# ЦЕЛЬ ЗАДАНИЯ
Когда, согласно отрывку о мальчике, отставшем от поезда в Варшаве, шел следующий поезд Берлин — Москва?

ТРИ ГОДА В БЕРЛИНСКОМ ТОРГПРЕДСТВЕ

Автор: 
Солоневич Т. В.

Мысли завертелись вихрем в голове. Вот-те раз! Остался в Варшаве! Очевидно, отстал от поезда? Вещи уехали дальше без него. Денег у него с собой, как кот наплакал. Что же теперь будет!

По совету хозяйки я вызвала по телефону из ближайшего ресторана — тут я особенно оценила прогресс современной культуры — начальника варшавского вокзала и, хотя упрямый поляк делал вид, что ни по-русски, ни по-немецки нечего не понимает, мне удалось добиться от него обещания, что он сделает все от него зависящее, чтобы помочь моему сыну.

В тот год в Варшаве, судя по газетам, как раз накрыли какую-то шайку, воровавшую подростков, и поэтому мне в голову полезли самые фантастические мысли. А вдруг на вокзале к Юре подойдет один из агентов такой шайки, сделает вид, что принимает в нем участие, а потом заведет его куда-нибудь, и мне даже следов его не найти! Словом, любая мать поймег мое тогдашнее положение. Два дня я была ни жива, ни мертва, и только на третий

-131-

вздохнула свободно, когда пришла телеграмма от мужа о благополучном прибытии Юры в Москву.

С Юрой, по его рассказам, произошло следующее: несмотря на мои предостережения, он все-таки умудрился выйти на вокзал выпить содовой воды. Правда, он предварительно справился у проводника, сколько минут будет стоять поезд, но когда он вернулся, поезда уже не было, так как оказалось, что он запаздывает и поэтому простоял меньше обычного. Даже у взрослого, при подобном происшествии, начинает сосать под ложечкой и он чувствует себя прескверно. Могу себе представить, как испугался Юра. Некоторое время он застыл на месте от неожиданности, но потом сообразил послать мне телеграмму и пошел заявить о своем опоздании дежурному по станции, прося его телеграфировать на границу, чтобы там задержали его багаж. Там же он справился, когда идет следующий поезд Берлин — Москва. Ему ответили, что на следующее утро, в 8 ч. 30 м. Видя, что перед ним целые сутки времени, он совершенно резонно решил осмотреть город. Побродив немного вокруг вокзала, от которого, однако, особенно удаляться боялся, он набрел на какую-то захудалую гостиницу, и так как от перепуга чувствовал себя усталым, начал переговоры со швейцаром, где бы ему поспать. В виду того, что денег у него было мало, а комната стоила дорого, швейцар (оказавшийся тоже русским) разрешил ему прикурнуть тут же в швейцарской на диванчике. Когда Юра проснулся, смеркалось, и он решил, что это уже

-132-

утро и что ему надо бежать на вокзал. Уплатил швейцару и пошел. Спросив, на какую платформу приходит поезд, он стал ходить по ней взад и вперед. Вдруг перед ним вырос польский жандарм и спросил его, не тот ли он мальчик, который отстал от поезда. На утвердительный его ответ жандарм заграбастал Юру и повел его в комендатуру.

# ИСХОДНЫЕ ДАННЫЕ

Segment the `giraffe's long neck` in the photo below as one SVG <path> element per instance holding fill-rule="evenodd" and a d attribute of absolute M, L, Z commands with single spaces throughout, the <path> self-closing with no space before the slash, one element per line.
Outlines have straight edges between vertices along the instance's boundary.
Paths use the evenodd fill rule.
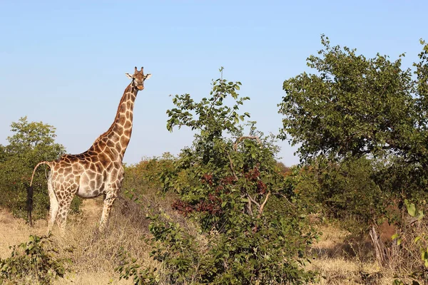
<path fill-rule="evenodd" d="M 108 147 L 116 149 L 121 160 L 125 155 L 132 133 L 132 120 L 134 102 L 138 90 L 131 84 L 123 92 L 119 103 L 114 122 L 110 128 L 96 140 L 96 143 L 105 143 Z"/>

# ОТВЕТ
На следующее утро, в 8 ч. 30 м.